> [Text provided]:
* * * * *
In this article I intend to take you through all the steps above.
Create a SignedCms and CmsSigner
So somewhere you will need to get a X509Certificate2 object. In my personal code I got this from the user store from a selected thumbprint.
var contentInfo = new ContentInfo(bytesToSign);
var cms = new SignedCms(contentInfo, isDetached);
var signer = new CmsSigner(certificate) { IncludeOption = X509IncludeOption.WholeChain };
signer.SignedAttributes.Add(new Pkcs9SigningTime());
In this example, the contents we want to sign are in bytes (could be a stream also). We use optionally detached timing and set a TimeStamp in the signer. This is different from the timestamp certificate we will get from the RFC3161 authority.
Compute the signature
cms.ComputeSignature(signer, false);
We will compute the signature BEFORE we request a RFC3161. This is important since the timestamp authority will timestamp against your signed contents.
Generate our Nonce
We need to generate a random nonce. I am just using the example they had in the .NET core issue they used for introducing this API.
byte[] nonce = new byte[8];
using (var rng = RandomNumberGenerator.Create())
{
rng.GetBytes(nonce);
}
Get our signing information and create the RFC3161 request
We need to get the signing information from our signer. We often will just have a bit of validation to confirm that there is only one lot of signing information.
SignerInfo newSignerInfo = cms.SignerInfos[0];
Now we generate our request for us to send to our RFC3161 signing authority.
* * * * *
> [Dataset section]:
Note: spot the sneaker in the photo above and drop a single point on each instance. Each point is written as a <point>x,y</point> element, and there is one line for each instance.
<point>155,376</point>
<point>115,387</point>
* * * * *
> [What is asked]:
1 > Rewrite the paragraph of the signing article that begins "In this example, the contents we want to sign" as a short bulleted list, keeping its main facts.
2 > According to the signing article, why is the signature computed before the RFC3161 request is made?

> [Solutions to the tasks]:
1 >
- The contents to sign are in bytes, though they could also be a stream.
- Detached timing is optional, and a timestamp is set in the signer.
- This timestamp differs from the timestamp certificate that will come from the RFC3161 authority.

2 > The timestamp authority will timestamp against the signed contents.